§ **OBJECTIVE**
Pull out each line in the items below that contains the word "white" and copy it.

§ **SUPPLIED ENTRIES**
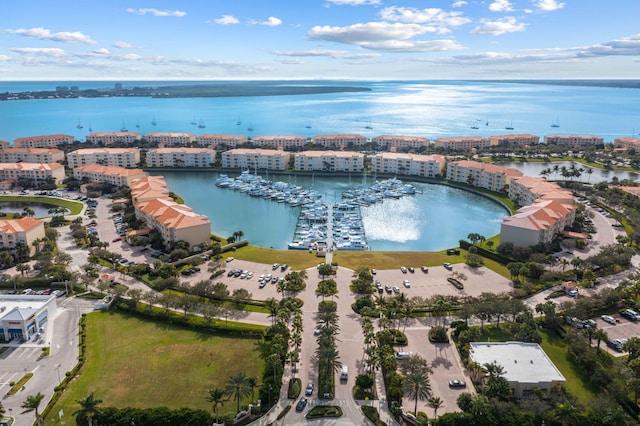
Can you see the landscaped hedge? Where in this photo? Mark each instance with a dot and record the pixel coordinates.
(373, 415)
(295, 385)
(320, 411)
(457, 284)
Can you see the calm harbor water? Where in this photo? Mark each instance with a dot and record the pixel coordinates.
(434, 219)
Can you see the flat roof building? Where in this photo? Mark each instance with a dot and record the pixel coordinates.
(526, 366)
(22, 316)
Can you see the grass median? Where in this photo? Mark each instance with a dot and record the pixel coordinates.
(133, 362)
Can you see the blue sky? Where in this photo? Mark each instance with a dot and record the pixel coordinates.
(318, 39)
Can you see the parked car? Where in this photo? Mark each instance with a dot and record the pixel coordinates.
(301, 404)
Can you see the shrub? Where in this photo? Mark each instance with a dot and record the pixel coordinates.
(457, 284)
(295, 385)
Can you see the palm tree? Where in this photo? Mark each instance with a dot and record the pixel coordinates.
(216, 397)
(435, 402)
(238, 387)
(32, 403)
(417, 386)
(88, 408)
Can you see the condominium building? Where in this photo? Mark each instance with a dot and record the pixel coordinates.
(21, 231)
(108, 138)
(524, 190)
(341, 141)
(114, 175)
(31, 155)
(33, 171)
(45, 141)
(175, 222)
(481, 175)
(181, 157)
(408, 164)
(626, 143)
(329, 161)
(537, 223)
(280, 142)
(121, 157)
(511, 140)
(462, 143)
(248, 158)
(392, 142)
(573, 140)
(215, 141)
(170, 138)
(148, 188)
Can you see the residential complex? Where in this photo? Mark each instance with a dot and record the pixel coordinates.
==
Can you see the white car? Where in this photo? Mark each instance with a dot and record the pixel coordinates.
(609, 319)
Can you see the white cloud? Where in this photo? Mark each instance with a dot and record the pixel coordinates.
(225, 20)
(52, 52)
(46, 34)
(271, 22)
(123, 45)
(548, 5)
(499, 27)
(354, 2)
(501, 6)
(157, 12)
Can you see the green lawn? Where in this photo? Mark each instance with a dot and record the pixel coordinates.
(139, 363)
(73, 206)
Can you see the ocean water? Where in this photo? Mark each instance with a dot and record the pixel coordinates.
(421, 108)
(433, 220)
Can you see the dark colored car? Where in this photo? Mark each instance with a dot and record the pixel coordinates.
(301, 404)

§ **THE ANSWER**
Can you see the white car? Where in this photo? Mark each instance with a dot and record the pixel coordinates.
Can you see the white cloud? Where in this photo? Mark each instance with a dot and record the pixel coordinates.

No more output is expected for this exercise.